--- Problem to solve ---
Transcribe every entry verbatim; omit pictures.

--- Data for this task ---
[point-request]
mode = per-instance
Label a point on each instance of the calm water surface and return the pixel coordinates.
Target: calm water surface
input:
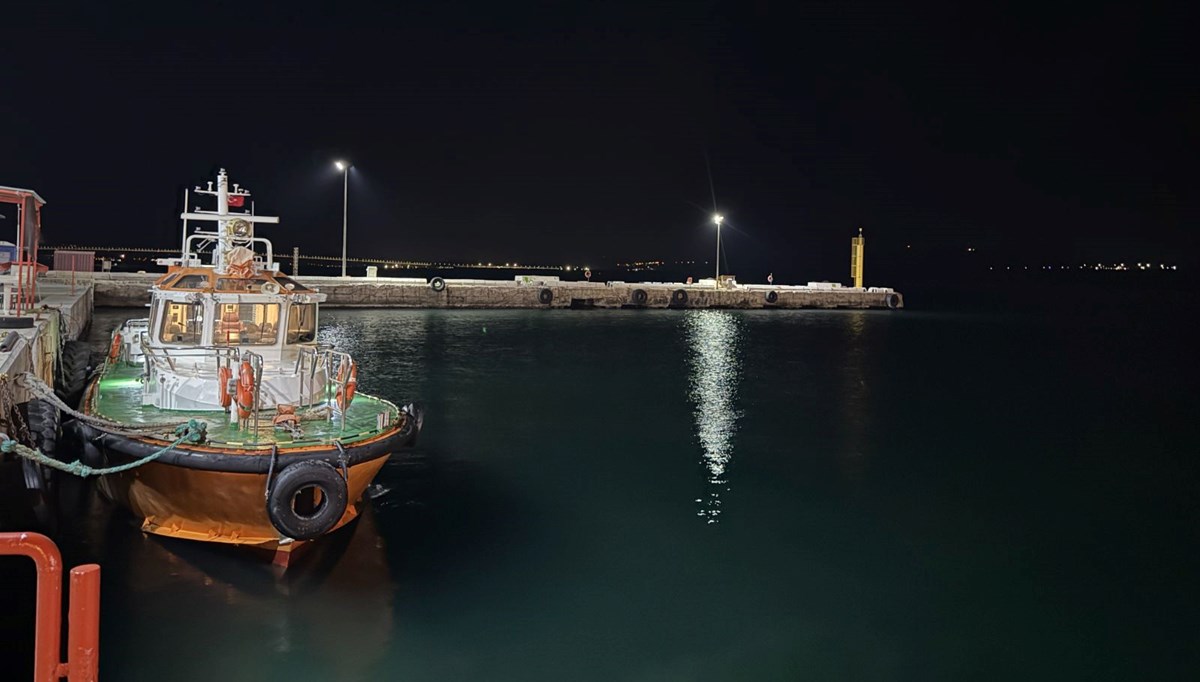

--- Result of this task ---
[point-request]
mode = per-instance
Label a point on each instance of the calm water surface and return the pixel coordinates.
Target: calm water surface
input:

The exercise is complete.